(Saved data entries)
------------------------------------------------------------------------

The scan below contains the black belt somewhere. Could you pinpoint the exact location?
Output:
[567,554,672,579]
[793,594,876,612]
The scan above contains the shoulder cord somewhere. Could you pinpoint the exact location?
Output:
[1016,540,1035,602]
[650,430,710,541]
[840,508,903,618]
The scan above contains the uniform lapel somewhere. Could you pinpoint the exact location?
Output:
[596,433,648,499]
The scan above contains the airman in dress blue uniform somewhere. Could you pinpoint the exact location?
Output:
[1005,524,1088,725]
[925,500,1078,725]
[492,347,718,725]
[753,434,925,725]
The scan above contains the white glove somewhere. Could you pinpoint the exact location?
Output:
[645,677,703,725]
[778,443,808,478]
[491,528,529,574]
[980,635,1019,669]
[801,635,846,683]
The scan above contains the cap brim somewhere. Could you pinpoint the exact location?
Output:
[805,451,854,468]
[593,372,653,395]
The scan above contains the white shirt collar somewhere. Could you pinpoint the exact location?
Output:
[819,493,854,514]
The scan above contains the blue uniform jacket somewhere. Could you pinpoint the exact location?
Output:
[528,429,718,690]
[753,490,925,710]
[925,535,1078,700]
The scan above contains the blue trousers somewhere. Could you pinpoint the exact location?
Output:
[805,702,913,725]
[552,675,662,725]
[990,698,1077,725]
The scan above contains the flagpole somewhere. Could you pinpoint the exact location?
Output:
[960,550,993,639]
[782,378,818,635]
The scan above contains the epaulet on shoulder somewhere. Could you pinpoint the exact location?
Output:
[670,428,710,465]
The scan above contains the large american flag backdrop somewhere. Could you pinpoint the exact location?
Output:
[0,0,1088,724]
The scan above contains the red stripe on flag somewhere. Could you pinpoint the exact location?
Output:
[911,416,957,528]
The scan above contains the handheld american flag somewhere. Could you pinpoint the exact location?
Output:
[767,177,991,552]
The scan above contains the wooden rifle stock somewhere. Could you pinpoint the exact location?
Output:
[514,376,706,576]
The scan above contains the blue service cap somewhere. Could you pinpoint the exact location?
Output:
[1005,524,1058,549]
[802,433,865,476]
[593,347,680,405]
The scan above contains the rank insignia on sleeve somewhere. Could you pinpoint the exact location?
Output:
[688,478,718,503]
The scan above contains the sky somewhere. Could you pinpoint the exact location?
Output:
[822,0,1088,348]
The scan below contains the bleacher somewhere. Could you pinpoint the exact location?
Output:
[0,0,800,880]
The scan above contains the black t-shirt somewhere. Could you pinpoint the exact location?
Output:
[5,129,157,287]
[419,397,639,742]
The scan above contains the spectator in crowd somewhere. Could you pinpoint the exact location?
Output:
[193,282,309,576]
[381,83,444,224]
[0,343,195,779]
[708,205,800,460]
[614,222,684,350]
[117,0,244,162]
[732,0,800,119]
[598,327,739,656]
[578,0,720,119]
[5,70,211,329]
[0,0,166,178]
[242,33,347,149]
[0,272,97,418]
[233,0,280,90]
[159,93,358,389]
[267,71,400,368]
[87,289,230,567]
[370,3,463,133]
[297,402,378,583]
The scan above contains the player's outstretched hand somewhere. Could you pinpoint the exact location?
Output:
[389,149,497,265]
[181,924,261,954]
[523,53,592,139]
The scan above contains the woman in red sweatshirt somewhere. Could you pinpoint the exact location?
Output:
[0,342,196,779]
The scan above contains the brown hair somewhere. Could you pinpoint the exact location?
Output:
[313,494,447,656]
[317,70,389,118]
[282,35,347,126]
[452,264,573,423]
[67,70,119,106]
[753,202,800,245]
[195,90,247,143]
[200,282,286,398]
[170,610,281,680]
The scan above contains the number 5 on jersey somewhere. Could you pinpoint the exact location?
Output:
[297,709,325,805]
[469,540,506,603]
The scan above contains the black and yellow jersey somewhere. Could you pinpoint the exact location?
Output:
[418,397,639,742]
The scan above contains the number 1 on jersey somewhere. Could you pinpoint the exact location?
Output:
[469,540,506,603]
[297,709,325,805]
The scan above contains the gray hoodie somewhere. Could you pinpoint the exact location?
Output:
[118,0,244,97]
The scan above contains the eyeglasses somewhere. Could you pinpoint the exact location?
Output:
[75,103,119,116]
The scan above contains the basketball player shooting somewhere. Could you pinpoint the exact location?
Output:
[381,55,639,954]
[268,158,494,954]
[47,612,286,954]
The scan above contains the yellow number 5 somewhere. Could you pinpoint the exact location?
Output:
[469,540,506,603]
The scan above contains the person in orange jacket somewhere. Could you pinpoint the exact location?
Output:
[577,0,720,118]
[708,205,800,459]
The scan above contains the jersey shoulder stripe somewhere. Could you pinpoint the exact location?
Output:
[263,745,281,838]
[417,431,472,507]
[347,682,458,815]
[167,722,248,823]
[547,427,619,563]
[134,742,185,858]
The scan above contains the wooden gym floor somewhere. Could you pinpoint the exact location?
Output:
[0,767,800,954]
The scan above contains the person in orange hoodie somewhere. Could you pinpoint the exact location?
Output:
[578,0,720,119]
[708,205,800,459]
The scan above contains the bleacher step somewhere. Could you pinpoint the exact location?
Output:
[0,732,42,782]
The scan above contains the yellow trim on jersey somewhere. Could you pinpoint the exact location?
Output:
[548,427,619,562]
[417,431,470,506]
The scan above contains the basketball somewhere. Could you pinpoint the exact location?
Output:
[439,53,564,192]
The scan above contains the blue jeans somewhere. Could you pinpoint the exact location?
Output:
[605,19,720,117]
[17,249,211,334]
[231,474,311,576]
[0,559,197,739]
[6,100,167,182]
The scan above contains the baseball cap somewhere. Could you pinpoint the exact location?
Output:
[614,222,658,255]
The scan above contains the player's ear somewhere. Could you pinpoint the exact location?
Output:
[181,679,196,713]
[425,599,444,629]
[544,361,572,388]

------------------------------------------------------------------------

* [Exercise task]: Shift every coordinate in the answers up by 140 and write the listing out again, requests included, starting with the line that contains "The scan above contains the white glove" and going on through the line that contains "[593,372,653,395]". Give only those lines.

* [Response to the exercise]:
The scan above contains the white glove somewhere. Could you pinpoint the exact location?
Output:
[785,817,843,865]
[918,583,948,618]
[631,668,669,714]
[1120,775,1159,809]
[941,775,986,823]
The scan above contains the cap brim somewhere. Could you pinpoint the exact location?
Output:
[945,591,994,608]
[733,512,793,535]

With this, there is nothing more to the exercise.